= Esercizi =
[A] Rispondi a queste domande sull'articolo sul delitto di Garlasco:
(i) Quanti anni sono passati dal delitto di Chiara Poggi?
(ii) In quale giorno il netturbino si presenta agli inquirenti?
(iii) In quale fascia oraria la sentenza definitiva colloca l'omicidio?
[B] Prosegui l'articolo sul delitto di Garlasco a partire dall'ultima frase riportata.

Garlasco (Pavia), 21 marzo 2025 – Se dopo diciotto anni dal delitto di Chiara Poggi il Dna è tutt’altro che un elemento univoco per garantire la colpevolezza o l’innocenza di un individuo, più ancora lo sono le parole dei testimoni.
In una vicenda dove il clamore e la voglia di partecipare hanno creato non pochi rischi di inquinamento dell’inchiesta, almeno altrettanti ne hanno provocati gli errori compiuti nei primi rilievi sulla scena del crimine.

E poi i testimoni, creduti e ritenuti preziosi, ma le cui parole sono servite una volta per assolvere e l’altra per condannare, testimoni considerati inattendibili, che fin dalle prime fasi hanno raccontato fatti importanti, ma non sono stati benedetti dai riscontri o dalla considerazione dei giudici.
Il netturbino
Il primo a cadere sotto la scure di una sentenza è un uomo che oggi ha poco meno di cinquant’anni e ai tempi 31. M. D. M. lavorava allora come tecnico in una municipalizzata della zona, professione netturbino.
Si presenta agli inquirenti il 27 settembre 2007, oltre un mese dopo il delitto. Dice che il 13 agosto, mentre sta lavorando in zona, su via Pavia, quella che fa angolo con la strada chiusa della villetta dell’omicidio, via Pascoli, incrocia una “bici nera da donna con una ragazza bionda”.

L’ora indicata, tra le ore 9.30 e 10, allora sembra quella del delitto. Ma la sentenza definitiva che condanna Alberto Stasi stabilisce che l’omicidio è avvenuto fra le 9.12 e le 9.35. La ragazza porta un taglio “a caschetto e gli occhiali da sole”.

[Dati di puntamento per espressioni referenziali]

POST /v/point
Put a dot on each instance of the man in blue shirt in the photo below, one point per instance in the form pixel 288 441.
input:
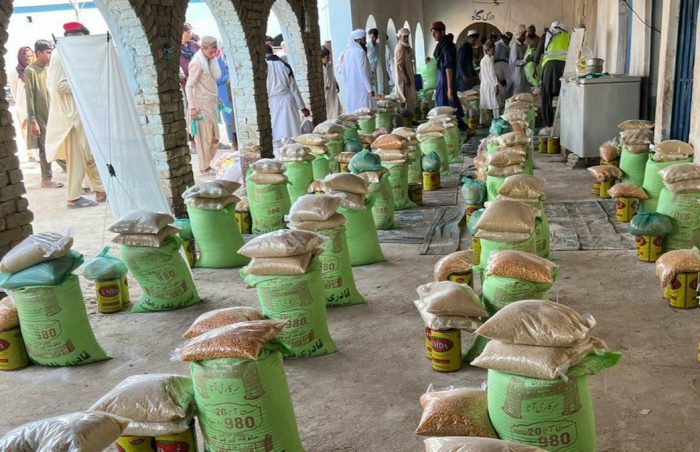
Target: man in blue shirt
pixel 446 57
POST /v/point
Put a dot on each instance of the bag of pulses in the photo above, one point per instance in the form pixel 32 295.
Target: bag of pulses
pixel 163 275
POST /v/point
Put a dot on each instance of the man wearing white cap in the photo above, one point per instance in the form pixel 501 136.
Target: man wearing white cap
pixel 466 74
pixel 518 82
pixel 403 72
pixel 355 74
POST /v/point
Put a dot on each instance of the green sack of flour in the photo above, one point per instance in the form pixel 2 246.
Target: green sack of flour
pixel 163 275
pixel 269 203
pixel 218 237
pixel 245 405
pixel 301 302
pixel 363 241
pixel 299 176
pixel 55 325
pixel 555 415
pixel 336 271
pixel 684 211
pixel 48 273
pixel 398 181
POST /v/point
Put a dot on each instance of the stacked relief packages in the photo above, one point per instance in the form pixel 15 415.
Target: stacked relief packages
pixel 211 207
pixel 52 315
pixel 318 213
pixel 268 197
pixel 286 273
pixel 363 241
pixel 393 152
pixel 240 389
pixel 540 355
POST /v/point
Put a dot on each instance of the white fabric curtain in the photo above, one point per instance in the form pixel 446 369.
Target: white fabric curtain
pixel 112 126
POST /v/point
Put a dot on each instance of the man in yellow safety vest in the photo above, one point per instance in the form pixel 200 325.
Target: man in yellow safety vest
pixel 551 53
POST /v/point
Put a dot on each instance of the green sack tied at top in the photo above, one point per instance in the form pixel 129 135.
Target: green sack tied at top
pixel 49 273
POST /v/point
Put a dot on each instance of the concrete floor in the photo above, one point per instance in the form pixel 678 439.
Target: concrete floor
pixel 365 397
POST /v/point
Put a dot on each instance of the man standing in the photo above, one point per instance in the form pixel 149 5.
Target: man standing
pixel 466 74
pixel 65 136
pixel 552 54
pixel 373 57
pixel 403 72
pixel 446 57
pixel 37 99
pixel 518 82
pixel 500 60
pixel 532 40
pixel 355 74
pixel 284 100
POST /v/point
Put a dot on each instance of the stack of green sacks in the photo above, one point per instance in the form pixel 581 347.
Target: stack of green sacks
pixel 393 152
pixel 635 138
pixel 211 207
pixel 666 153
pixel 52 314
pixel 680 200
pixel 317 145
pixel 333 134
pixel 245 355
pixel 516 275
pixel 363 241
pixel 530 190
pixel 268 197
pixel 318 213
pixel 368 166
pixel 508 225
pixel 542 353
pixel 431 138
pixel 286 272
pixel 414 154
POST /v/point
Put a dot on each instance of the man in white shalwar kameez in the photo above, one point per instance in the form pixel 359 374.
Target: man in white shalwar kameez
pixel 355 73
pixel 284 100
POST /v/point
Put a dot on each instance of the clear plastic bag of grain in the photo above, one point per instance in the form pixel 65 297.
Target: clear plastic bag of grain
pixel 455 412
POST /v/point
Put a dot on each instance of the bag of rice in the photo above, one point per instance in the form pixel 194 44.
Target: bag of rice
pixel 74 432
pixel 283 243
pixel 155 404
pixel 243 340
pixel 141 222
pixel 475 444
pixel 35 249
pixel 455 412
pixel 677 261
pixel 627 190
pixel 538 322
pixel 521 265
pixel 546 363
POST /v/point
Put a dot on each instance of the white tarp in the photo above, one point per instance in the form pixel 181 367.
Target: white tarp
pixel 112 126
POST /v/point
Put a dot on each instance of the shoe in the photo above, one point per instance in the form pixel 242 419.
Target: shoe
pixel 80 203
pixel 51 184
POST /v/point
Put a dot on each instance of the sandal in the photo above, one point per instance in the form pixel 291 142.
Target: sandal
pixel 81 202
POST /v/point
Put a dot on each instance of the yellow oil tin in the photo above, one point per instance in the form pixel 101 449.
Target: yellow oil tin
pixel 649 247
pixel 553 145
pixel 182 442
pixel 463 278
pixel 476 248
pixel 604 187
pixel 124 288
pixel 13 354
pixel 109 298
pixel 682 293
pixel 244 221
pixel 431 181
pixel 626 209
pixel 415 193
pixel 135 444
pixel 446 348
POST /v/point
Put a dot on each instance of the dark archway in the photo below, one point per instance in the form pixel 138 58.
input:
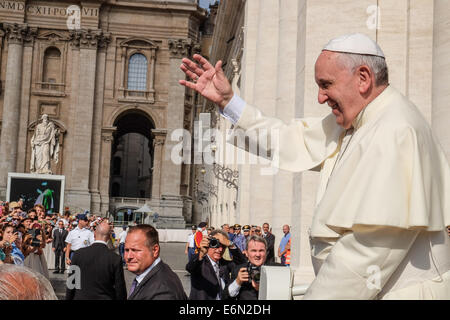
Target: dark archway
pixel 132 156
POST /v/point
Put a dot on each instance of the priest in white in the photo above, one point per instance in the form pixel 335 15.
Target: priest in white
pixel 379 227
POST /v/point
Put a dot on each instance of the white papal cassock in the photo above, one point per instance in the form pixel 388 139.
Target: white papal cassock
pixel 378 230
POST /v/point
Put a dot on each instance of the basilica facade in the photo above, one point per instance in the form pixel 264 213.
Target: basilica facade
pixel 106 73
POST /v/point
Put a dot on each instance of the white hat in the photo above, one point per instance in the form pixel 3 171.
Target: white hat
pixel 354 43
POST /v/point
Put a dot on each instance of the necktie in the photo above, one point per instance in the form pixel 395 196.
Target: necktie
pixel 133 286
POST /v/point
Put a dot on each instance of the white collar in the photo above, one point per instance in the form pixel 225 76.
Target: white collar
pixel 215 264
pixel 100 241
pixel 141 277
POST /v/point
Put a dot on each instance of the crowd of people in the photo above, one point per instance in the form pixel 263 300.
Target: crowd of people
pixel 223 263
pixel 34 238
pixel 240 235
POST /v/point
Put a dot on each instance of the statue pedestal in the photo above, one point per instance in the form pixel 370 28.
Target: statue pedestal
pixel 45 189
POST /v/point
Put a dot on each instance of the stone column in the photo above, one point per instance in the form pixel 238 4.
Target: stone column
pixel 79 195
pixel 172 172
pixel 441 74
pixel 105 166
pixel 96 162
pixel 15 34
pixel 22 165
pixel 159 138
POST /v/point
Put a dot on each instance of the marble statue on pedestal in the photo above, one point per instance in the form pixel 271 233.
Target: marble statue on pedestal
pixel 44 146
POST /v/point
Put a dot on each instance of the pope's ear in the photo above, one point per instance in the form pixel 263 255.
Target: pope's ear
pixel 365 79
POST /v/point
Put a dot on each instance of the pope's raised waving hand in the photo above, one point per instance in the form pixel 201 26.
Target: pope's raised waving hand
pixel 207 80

==

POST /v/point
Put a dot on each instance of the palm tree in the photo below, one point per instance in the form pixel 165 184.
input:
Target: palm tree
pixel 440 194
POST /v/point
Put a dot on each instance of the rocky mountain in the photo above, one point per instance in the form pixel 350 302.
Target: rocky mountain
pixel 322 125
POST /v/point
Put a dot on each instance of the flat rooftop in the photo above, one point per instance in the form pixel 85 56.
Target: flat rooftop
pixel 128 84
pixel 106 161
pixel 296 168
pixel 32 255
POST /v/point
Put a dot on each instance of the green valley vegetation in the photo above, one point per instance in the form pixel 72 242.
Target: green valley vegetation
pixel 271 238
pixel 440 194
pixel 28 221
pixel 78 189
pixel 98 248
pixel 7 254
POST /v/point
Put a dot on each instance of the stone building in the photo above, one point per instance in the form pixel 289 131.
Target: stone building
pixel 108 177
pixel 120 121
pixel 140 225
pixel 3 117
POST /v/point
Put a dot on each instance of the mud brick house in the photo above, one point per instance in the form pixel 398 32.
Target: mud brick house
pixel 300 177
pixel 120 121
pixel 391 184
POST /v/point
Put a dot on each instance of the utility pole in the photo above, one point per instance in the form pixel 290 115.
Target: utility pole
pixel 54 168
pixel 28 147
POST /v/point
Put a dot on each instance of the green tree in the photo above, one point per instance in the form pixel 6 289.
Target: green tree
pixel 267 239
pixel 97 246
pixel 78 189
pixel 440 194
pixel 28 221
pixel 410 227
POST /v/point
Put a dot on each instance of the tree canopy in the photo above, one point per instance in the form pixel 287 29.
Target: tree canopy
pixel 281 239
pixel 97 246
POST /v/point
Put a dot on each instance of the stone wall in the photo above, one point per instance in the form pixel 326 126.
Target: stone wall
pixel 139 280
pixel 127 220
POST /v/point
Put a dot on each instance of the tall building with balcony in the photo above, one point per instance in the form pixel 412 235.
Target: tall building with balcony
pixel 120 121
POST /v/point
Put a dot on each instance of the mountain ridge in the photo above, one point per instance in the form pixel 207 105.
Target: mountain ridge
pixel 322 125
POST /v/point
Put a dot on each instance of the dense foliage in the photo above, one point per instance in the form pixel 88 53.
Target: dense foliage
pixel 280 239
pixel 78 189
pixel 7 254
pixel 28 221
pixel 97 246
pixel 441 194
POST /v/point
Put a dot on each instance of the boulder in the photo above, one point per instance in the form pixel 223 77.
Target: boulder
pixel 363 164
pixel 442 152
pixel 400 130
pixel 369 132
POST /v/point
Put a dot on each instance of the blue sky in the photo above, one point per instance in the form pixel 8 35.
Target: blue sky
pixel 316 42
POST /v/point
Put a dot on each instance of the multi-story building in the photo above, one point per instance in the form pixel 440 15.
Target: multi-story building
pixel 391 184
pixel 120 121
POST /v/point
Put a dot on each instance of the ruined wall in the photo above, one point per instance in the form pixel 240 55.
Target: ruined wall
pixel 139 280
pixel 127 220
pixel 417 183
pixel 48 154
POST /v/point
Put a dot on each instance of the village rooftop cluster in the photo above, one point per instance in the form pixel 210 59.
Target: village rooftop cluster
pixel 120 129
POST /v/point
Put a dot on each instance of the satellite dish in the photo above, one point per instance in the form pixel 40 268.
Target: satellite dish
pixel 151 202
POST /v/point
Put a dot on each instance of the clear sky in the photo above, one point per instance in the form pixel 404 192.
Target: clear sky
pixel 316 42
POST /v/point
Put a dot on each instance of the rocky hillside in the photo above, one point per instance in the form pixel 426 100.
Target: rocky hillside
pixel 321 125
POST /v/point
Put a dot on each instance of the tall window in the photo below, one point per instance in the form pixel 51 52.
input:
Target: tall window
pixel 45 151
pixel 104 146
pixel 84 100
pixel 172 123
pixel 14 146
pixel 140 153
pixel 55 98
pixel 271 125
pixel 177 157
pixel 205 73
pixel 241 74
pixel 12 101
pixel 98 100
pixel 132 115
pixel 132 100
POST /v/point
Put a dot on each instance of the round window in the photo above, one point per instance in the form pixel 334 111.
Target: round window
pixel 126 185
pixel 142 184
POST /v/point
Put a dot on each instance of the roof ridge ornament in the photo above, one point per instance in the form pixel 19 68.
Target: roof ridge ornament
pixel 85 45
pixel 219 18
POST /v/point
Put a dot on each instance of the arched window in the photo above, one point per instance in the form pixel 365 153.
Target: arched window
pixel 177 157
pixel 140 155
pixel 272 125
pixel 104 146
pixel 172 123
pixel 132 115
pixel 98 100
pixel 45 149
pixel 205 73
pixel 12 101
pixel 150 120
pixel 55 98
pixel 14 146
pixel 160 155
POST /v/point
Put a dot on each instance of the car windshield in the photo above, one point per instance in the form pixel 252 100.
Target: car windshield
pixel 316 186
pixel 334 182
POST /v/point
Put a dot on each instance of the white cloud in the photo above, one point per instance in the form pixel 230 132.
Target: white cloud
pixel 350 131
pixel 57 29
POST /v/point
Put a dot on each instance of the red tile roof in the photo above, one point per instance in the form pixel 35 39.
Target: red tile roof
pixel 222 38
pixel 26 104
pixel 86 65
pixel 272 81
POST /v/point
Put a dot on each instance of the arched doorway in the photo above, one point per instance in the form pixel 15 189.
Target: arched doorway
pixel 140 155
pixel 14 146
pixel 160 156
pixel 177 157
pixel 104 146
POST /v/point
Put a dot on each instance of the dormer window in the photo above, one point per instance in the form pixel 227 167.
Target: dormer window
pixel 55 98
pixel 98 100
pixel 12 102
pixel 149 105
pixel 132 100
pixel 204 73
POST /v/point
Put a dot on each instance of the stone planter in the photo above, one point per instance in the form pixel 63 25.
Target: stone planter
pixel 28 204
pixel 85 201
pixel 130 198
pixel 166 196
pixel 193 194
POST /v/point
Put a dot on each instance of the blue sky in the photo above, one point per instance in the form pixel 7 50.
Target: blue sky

* * *

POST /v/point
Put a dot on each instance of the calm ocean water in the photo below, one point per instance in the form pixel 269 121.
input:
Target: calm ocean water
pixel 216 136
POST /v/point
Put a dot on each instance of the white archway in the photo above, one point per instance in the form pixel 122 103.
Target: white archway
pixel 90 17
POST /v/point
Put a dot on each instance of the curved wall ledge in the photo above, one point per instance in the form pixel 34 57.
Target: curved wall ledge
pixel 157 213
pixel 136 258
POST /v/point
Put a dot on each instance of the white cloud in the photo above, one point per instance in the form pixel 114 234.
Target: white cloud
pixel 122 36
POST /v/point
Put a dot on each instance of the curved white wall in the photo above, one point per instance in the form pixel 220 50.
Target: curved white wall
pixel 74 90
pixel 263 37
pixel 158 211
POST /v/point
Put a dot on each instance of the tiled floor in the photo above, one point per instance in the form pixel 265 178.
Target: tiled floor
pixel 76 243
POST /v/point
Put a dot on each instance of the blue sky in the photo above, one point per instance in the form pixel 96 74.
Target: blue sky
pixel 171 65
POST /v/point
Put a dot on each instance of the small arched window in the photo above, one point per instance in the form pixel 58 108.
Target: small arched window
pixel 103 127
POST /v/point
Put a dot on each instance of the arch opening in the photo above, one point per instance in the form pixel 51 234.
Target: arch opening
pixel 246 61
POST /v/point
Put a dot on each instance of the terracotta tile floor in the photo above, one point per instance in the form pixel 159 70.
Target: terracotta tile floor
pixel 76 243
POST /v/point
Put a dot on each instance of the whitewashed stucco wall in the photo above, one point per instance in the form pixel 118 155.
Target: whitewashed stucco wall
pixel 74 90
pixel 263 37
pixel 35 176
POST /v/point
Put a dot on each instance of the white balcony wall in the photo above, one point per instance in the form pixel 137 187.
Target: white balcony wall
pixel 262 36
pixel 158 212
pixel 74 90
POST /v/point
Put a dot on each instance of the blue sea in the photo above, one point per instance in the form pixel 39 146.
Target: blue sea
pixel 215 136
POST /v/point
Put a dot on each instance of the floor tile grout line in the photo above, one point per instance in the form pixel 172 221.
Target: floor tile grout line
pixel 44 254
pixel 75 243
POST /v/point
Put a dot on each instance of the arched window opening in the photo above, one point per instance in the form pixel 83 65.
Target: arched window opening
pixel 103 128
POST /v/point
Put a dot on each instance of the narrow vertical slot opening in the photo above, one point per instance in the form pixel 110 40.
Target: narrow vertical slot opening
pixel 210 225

= Soluzioni =
[A]
(i) Diciotto anni.
(ii) Il 27 settembre 2007.
(iii) Fra le 9.12 e le 9.35.

[B]
E poi, fatto curioso, reggeva “in mano un piedistallo tipo da camino di colore grigio”. Il ritratto di una delle cugine di Chiara: un caso che finirà con un processo per calunnia da cui il testimone uscirà assolto. Al termine “delle informazioni rese, il teste dichiarava, invece, di essersi inventato tutto”, scrive il gup di Vigevano Stefano Vitelli, che assolve Stasi nel dicembre 2009.
Le biciclette
Questione di biciclette, come quella nera, da donna, col cestino e la sella con le molle cromate e il portapacchi a mollettone, che la mamma di una vicina di Chiara, giunta per rifocillare i gatti della figlia in ferie, aveva notato in orario compatibile con il delitto.
Quella bici, diversa da quella amaranto di Stasi, servirà ad assolvere il fidanzato. Quella stessa testimonianza sulla bici, creduta, ma arricchita di altre considerazioni e di analisi, finirà per essere un elemento della condanna nell’Appello bis.
Il netturbino, nella sentenza del 2009, viene considerato vittima dell’onda mediatica che travolge i ricordi, diventati “una sorta di collage delle informazioni che conosceva in merito a questo omicidio, fra cui, appunto, la bicicletta nera”. Se M.D.M. è travolto dalle circostanze, diciotto anni dopo i ricordi rischiano di essere ancor meno solidi.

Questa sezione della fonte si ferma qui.